菅首相、病院の初診料を引き上げ…受けられる病院でも格差拡大か
#格差社会 #菅義偉 #医療機関
初診料、いくらになる?
さて、新たに初診料の引き上げ対象となるのが、対象病院を地域の実情に応じて明確化される「紹介患者への外来を基本とする医療機関」のうち一般病床200床以上の病院となっている。
ところが、対象病院を地域の実情に応じて明確化される「紹介患者への外来を基本とする医療機関」の具体的な要件は、いまだに明確にはなっていない。政府の全世代型社会保障検討会議では“今後詰める”としている。
つまり、どんな病院を対象にするのかを決める前に、大病院と中小病院・診療所の外来における機能分化を図るために、まず、“初診料の引き上げ”を決めたということだ。特定機能病院と地域医療支援病院以外の病院で病床200床以上は688病院あるが、どのような条件で、どの病院が対象になるのかは不明だ。
では、初診料はどうなるのか。
方針では、「保険給付の範囲から一定額(例:初診の場合、2000円程度)を控除し、それと同額以上の定額負担を追加的に求めるよう仕組みを拡充する」としている。
つまり、金額的には病院が決めることができるが、例として2000円という金額が上がっているので、「多くの病院は2000円に収束するのではないか」(大手一般病院)と見られている。ただし、金額設定は自由なため、5000円とする病院が現れるかもしれない。
========================================
課題一覧
A – 初診料引き上げの記事にある次の一文を英語に訳すこと：「ただし、金額設定は自由なため、5000円とする病院が現れるかもしれない。」
B – 初診料引き上げの記事を二文で要約すること。
C – 初診料引き上げの記事を、最後の文の後から書き継ぐこと。

元データ
========================================
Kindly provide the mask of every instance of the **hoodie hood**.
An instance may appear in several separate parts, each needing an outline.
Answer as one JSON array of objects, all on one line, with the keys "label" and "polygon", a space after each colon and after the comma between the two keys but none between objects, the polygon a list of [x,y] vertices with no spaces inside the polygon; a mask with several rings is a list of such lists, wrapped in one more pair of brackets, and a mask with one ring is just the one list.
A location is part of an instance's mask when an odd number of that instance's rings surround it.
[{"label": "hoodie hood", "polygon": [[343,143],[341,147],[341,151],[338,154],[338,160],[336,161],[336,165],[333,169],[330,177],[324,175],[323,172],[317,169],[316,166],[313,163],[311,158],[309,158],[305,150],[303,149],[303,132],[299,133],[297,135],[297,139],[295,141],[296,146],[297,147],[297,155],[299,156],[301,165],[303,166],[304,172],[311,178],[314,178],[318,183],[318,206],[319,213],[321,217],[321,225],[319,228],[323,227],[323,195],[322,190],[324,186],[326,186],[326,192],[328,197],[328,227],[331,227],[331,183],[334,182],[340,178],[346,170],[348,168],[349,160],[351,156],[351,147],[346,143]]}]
========================================
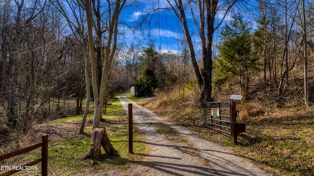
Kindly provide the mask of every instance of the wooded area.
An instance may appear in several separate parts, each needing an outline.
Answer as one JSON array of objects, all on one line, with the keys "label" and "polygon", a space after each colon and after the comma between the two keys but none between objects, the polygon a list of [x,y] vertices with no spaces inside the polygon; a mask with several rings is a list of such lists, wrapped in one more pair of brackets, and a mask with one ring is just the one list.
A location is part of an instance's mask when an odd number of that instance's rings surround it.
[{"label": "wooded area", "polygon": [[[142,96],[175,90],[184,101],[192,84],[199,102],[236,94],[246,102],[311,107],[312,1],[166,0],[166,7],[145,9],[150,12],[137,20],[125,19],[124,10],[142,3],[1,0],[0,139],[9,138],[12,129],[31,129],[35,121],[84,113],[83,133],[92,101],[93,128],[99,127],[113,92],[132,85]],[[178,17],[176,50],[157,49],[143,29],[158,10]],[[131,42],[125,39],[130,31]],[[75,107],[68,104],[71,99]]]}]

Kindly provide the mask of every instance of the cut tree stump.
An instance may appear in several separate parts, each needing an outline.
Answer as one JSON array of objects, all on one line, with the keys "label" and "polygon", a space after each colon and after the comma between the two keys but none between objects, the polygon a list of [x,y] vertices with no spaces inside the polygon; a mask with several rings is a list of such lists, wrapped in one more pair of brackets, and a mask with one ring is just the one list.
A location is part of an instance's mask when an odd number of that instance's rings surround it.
========================================
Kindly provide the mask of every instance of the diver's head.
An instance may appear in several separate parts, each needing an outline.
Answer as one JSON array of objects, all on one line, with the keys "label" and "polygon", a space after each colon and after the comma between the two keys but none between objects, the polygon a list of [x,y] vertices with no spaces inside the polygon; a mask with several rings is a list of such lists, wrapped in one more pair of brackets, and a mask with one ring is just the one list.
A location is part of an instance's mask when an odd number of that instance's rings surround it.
========================================
課題の解答
A – However, because hospitals are free to set the amount, some may end up charging 5,000 yen.

B – 一般病床200床以上の「紹介患者への外来を基本とする医療機関」を対象に初診料の引き上げが決まったが、対象病院の具体的な要件はいまだ明確になっていない。方針では保険給付から一定額（例：初診で2000円程度）を控除して同額以上の定額負担を求めるとしており、多くの病院は2000円に収束すると見られる一方、金額設定は自由なため5000円とする病院が現れるかもしれない。

C –
大病院と中小病院・診療所の外来における機能分化という名目の下で、患者を選別するために“初診料の引き上げ”という手段を行うことが、本当に最良の方法なのだろうか。医療関係者の中からは、本来は大病院で診察を受けるべき患者を、この制度を理由に個人の開業医が囲い込むような事態が発生しかねないと懸念する声も聴かれる。
「全世代型社会保障改革の方針」では、これからの社会保障のあり方について、「菅義偉内閣が目指す社会像は、『自助・共助・公助』。社会保障制度についても、まずは、国民1人1人が、仕事でも、地域でも、その個性を発揮して活躍できる社会を創っていく」としている。
果たして、この制度改革は菅首相が目指す社会像につながるものなのだろうか。